Required task »
Rewrite the listing with every "ice cliff" changed to "glacier front", leaving all else as it is. Omit the pictures from your answer.

Provided records »
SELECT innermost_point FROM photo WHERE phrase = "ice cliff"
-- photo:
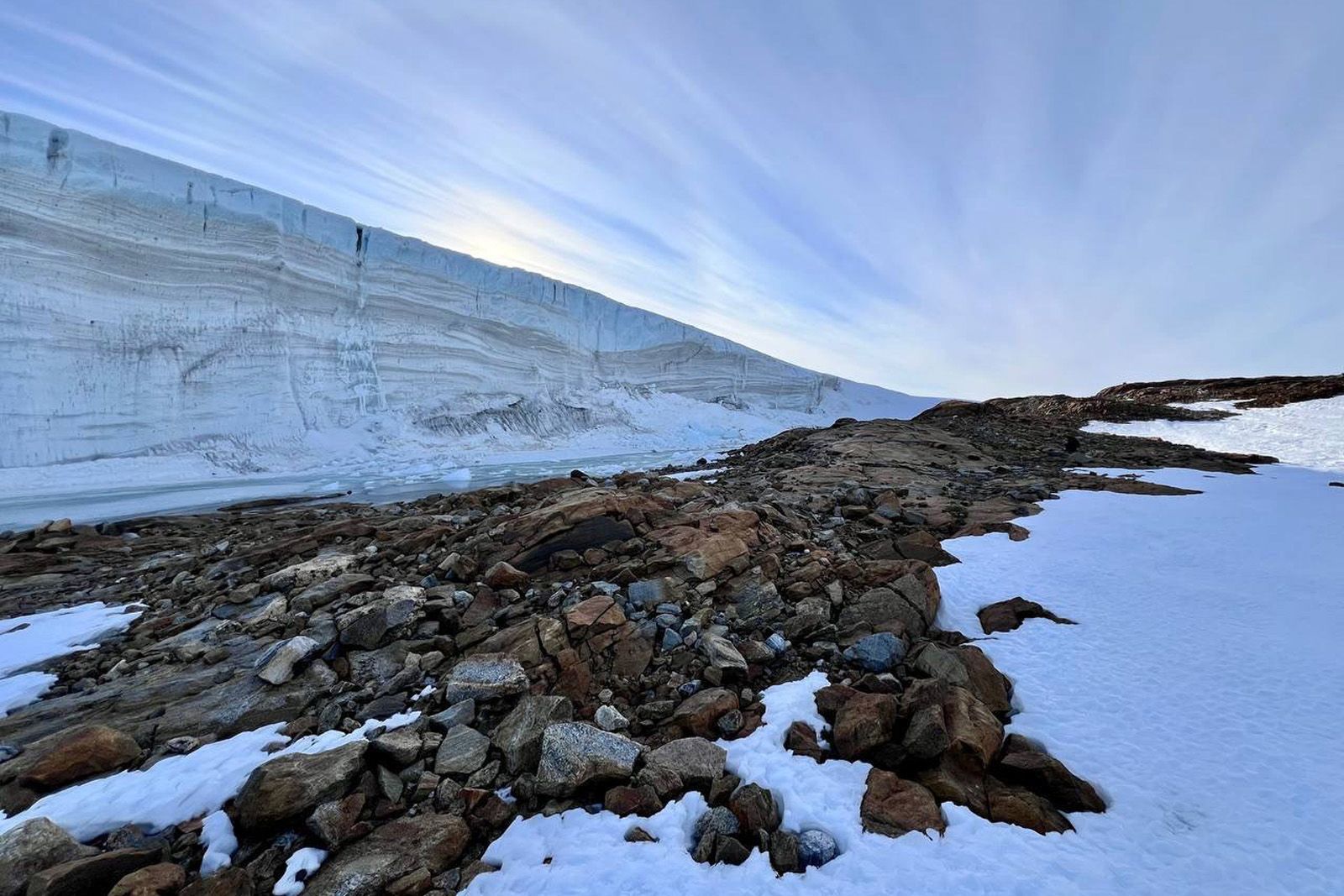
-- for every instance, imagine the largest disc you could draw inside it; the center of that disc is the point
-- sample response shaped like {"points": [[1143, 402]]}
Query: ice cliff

Answer to the problem »
SELECT innermost_point FROM photo WHERE phrase = "glacier front"
-- photo:
-- for every instance, imagine the largest disc you could draw inside it; the center of that disc is the point
-- sample response shaped like {"points": [[1143, 402]]}
Query: glacier front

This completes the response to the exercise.